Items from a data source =
◆ ◆ ◆ ◆
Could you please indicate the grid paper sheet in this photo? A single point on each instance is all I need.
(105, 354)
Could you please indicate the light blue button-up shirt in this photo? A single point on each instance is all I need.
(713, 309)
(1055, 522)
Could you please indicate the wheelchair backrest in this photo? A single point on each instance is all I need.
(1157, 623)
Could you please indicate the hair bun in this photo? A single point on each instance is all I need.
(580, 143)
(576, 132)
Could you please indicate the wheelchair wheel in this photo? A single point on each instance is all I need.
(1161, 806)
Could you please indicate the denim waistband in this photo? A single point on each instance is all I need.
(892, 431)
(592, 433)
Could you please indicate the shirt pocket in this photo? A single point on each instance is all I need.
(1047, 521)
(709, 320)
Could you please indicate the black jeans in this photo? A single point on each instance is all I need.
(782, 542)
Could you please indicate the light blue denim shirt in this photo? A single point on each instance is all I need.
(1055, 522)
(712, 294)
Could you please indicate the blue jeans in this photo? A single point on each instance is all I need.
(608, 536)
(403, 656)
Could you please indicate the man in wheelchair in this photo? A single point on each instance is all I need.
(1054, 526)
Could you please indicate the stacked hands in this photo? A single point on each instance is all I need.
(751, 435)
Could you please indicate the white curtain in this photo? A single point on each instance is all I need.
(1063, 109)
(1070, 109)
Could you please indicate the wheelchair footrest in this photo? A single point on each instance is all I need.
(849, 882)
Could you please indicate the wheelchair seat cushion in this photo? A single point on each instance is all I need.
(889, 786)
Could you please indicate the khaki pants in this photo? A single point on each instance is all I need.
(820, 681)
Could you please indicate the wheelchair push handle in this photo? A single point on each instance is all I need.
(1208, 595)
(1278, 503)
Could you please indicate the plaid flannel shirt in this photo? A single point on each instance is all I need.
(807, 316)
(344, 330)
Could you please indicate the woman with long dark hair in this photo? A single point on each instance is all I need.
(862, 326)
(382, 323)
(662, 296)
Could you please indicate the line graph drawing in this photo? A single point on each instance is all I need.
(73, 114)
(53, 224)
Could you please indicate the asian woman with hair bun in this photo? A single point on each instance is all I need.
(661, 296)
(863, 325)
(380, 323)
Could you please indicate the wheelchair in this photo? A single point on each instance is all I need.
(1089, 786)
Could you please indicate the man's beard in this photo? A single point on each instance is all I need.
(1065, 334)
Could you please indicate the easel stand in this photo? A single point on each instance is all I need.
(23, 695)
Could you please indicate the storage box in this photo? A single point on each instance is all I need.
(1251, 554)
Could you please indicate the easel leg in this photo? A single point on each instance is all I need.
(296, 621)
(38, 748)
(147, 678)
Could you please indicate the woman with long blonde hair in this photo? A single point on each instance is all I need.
◆ ◆ ◆ ◆
Aim =
Beginning with the line that contains "Could you please indicate the man's", quote each line exactly through the last line of the entries above, and nothing beyond them.

Result of this exercise =
Could you please indicate the man's beard in this photo? A single point on each instance is all I need.
(1065, 334)
Could you please indicate the easel stand in this photo? A single point on each instance is all I need.
(23, 695)
Could you please indicate the storage box in this photo? A single point on each instance is all I need.
(1251, 554)
Could you please indicate the easel leg in this photo? A single point on each instance is all I need.
(296, 621)
(38, 748)
(147, 678)
Could you please indicate the woman with long blonde hair in this photo? A single point on each instance is all I need.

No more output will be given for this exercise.